:: EXERCISE BRIEF ::
Write out, word for word, every line in the data below from the one containing "q=bare tree trunk" to the one containing "q=snow-covered mountain", both of them included.

Records contained in a dataset:
++++++++++
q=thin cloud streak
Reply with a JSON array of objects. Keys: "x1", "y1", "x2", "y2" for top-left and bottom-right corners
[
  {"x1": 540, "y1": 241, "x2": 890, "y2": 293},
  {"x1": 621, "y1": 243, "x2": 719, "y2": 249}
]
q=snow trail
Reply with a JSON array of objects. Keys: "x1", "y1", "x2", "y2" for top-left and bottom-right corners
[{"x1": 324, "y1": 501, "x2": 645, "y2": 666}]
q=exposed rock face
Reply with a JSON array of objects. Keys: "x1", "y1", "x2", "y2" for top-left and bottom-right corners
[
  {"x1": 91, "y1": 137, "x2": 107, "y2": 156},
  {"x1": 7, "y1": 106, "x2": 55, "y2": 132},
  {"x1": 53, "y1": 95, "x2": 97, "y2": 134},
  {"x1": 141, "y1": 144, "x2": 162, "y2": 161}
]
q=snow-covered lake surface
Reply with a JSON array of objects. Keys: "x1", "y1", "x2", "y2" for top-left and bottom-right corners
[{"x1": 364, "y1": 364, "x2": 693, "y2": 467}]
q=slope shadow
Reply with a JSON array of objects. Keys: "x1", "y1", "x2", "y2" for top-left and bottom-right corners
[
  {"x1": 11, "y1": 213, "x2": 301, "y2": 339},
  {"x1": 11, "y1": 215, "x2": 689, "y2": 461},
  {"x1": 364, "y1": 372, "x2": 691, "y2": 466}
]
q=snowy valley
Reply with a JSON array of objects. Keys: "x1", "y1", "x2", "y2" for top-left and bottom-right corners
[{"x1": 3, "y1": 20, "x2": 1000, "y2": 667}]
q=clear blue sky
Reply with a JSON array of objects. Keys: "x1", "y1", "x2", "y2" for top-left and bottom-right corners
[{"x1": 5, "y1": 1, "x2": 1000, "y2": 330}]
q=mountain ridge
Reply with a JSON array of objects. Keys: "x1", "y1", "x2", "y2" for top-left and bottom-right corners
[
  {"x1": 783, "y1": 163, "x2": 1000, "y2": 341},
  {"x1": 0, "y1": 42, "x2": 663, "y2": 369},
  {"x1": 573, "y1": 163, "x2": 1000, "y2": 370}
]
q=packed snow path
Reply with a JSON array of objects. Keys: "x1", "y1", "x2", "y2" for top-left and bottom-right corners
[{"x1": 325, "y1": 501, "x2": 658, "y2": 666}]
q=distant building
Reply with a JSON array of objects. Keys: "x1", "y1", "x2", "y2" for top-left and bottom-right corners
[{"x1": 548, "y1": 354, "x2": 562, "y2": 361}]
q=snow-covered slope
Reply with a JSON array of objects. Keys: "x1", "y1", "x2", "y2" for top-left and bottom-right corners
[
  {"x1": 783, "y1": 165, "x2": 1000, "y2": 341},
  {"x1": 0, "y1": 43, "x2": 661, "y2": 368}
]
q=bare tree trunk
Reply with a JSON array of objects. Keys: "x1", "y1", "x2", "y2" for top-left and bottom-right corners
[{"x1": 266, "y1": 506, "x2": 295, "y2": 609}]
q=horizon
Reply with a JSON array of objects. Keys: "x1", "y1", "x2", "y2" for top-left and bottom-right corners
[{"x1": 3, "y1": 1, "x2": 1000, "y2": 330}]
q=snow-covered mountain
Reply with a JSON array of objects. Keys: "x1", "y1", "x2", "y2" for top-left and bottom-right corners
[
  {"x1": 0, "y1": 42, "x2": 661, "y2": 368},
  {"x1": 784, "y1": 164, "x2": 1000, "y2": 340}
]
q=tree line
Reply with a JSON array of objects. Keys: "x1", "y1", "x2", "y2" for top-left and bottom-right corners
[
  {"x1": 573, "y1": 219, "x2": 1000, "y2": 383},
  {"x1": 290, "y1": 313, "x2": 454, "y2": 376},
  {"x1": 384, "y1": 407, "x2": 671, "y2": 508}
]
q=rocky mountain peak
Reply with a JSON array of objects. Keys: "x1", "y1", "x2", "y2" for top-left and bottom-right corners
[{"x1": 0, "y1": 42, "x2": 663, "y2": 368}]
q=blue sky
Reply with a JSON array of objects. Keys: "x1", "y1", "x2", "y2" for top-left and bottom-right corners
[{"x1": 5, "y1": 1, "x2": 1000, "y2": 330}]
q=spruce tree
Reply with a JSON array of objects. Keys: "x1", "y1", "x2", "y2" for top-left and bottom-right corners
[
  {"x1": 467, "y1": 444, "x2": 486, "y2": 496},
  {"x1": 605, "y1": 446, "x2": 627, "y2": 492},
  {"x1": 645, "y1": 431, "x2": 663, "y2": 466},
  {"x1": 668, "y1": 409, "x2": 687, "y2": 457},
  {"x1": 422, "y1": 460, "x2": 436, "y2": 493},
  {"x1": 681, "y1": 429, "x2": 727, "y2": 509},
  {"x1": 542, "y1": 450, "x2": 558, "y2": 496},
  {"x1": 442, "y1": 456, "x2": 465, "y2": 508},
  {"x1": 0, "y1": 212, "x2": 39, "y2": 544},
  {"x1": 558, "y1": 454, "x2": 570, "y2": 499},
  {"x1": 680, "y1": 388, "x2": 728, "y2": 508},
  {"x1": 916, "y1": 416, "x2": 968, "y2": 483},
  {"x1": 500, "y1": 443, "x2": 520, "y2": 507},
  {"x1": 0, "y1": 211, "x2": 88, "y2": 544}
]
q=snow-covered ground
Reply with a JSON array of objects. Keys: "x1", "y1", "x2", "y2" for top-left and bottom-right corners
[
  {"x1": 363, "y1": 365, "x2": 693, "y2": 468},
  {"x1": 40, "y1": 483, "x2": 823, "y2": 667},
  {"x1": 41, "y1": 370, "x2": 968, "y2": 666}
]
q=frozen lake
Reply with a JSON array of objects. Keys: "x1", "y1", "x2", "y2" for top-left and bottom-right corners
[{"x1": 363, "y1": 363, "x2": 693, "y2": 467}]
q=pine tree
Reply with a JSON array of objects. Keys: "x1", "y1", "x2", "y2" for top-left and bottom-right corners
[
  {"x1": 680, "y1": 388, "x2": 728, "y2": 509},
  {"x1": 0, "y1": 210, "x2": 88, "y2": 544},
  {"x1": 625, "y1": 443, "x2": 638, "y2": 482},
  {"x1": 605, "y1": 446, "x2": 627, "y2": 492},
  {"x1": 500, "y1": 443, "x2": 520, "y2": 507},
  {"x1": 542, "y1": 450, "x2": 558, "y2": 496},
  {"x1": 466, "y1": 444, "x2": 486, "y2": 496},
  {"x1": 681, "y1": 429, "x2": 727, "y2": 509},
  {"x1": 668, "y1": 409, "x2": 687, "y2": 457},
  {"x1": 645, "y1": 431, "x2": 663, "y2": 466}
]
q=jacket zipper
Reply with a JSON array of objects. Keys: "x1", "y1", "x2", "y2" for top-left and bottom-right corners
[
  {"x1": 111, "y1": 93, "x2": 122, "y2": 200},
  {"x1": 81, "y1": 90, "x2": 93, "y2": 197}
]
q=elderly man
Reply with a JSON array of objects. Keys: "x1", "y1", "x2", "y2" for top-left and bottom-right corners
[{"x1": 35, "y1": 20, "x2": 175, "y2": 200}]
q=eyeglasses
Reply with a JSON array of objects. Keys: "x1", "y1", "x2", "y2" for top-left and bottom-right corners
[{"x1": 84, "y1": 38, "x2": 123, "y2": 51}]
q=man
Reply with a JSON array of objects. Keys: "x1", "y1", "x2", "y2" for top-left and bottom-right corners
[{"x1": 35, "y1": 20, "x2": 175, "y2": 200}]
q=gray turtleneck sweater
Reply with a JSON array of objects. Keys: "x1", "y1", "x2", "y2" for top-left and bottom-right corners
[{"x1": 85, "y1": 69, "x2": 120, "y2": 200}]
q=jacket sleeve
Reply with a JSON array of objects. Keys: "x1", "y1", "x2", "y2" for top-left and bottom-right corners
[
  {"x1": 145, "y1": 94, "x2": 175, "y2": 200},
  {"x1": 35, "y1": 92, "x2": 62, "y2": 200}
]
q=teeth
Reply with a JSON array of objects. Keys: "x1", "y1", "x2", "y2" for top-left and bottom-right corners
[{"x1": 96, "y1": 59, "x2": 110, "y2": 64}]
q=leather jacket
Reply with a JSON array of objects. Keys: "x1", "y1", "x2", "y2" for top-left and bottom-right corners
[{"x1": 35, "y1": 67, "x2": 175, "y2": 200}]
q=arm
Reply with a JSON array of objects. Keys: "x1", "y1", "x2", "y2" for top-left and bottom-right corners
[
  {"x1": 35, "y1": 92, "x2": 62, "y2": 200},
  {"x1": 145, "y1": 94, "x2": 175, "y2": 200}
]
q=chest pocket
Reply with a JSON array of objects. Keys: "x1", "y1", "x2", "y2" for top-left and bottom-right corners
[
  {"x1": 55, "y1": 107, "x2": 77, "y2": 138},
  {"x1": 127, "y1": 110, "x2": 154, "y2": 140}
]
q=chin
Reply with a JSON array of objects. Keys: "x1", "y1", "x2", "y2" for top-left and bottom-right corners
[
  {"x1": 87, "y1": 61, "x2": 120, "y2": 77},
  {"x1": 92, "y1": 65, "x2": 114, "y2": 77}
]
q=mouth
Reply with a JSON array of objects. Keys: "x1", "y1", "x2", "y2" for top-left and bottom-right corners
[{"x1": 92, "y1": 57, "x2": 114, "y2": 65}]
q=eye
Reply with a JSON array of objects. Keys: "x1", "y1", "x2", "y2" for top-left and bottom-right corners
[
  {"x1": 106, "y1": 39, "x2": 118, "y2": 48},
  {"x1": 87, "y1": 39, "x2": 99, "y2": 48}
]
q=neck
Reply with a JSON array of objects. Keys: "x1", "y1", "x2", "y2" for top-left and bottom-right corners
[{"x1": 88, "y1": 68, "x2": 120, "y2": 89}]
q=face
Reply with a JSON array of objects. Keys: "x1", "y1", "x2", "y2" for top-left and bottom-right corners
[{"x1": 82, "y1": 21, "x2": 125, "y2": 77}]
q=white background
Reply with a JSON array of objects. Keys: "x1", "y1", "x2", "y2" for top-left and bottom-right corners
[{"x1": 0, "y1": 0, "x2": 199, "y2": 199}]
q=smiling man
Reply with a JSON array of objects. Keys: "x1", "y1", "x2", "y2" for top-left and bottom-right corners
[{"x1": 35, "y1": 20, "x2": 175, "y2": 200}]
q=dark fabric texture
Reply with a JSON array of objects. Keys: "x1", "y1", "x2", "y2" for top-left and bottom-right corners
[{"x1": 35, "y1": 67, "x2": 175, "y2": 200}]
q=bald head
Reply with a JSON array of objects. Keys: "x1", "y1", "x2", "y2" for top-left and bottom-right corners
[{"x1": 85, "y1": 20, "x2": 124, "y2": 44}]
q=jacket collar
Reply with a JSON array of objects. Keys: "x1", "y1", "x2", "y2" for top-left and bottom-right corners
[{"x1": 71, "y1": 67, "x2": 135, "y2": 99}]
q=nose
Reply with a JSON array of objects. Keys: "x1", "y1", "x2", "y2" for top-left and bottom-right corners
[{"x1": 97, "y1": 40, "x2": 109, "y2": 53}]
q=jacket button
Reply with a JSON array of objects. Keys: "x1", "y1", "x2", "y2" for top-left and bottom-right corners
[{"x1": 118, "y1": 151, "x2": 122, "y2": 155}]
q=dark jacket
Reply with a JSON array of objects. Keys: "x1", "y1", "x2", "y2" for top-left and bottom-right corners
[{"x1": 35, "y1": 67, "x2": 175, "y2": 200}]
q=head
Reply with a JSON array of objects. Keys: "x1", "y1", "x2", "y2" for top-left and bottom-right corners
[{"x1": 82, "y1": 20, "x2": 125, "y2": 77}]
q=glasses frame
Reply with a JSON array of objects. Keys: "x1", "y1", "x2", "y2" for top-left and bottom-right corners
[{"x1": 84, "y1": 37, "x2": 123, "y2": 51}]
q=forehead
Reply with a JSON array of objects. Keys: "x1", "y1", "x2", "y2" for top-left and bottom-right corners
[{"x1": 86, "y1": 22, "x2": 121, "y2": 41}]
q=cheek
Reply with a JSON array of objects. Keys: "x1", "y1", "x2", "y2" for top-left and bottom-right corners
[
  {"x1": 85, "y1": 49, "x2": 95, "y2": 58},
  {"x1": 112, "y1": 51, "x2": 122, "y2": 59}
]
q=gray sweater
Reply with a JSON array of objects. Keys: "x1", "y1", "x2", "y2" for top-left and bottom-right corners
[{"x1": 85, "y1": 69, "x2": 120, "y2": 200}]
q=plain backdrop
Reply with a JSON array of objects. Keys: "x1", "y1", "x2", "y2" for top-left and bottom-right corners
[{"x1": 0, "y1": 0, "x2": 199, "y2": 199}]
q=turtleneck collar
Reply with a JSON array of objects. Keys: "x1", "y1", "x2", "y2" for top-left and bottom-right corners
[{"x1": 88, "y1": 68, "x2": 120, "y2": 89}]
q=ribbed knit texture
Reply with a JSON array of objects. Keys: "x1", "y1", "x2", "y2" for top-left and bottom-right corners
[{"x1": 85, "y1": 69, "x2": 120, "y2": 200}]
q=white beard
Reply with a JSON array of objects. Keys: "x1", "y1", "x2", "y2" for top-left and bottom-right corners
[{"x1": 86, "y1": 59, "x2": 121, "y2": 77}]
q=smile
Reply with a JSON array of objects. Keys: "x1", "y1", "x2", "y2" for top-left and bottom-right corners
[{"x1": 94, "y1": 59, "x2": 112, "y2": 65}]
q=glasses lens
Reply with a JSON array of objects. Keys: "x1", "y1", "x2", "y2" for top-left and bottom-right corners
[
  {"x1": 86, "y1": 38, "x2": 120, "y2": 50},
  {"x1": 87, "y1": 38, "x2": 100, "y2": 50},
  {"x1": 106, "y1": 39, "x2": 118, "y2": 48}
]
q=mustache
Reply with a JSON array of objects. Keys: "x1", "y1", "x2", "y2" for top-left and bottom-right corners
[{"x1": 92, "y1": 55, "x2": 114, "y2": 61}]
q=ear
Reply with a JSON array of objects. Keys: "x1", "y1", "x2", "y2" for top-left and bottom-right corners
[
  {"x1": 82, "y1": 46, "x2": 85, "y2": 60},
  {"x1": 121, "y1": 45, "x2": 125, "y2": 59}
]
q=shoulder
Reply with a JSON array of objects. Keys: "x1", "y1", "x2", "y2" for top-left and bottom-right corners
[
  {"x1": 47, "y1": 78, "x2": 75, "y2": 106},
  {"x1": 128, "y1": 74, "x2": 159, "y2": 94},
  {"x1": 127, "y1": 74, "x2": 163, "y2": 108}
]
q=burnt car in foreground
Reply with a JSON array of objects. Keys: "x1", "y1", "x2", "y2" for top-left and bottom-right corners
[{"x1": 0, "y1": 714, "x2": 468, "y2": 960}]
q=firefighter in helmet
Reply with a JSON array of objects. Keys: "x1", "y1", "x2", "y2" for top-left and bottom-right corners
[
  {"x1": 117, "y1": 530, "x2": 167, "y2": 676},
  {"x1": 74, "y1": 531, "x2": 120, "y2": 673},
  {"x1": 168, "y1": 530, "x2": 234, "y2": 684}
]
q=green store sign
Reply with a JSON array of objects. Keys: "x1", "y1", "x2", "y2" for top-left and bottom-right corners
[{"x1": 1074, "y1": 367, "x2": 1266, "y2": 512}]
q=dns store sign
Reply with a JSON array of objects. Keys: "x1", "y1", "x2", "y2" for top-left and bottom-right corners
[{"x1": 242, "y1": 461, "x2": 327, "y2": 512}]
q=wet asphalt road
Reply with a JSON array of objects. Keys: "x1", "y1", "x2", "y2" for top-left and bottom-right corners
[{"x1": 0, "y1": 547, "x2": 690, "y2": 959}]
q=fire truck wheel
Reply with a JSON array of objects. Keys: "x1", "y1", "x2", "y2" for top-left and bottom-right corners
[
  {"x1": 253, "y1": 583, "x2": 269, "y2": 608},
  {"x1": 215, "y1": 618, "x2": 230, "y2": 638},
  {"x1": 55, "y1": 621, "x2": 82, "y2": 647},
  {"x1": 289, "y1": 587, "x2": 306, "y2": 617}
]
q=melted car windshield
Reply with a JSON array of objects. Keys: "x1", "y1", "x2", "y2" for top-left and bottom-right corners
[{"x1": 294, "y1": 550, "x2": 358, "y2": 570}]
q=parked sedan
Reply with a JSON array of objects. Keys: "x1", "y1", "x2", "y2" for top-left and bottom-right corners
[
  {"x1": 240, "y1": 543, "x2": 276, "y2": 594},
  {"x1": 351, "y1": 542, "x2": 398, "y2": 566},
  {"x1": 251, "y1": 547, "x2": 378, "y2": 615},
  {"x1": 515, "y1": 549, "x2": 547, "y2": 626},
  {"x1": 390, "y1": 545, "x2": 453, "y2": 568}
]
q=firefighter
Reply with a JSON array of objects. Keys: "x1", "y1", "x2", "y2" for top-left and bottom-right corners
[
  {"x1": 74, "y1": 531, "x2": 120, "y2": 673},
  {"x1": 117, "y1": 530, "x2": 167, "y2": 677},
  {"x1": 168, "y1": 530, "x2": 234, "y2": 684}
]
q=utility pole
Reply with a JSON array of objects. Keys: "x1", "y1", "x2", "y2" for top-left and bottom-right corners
++++++++++
:: ANSWER SPACE ::
q=bare tree trunk
Reply with a JSON array of objects. Keys: "x1", "y1", "x2", "y2" for top-left and bottom-right corners
[{"x1": 266, "y1": 506, "x2": 295, "y2": 609}]
q=horizon
Reply with a JSON array of objects. Keys: "x1", "y1", "x2", "y2" for top-left and bottom-right corners
[{"x1": 3, "y1": 1, "x2": 1000, "y2": 330}]
q=snow-covered mountain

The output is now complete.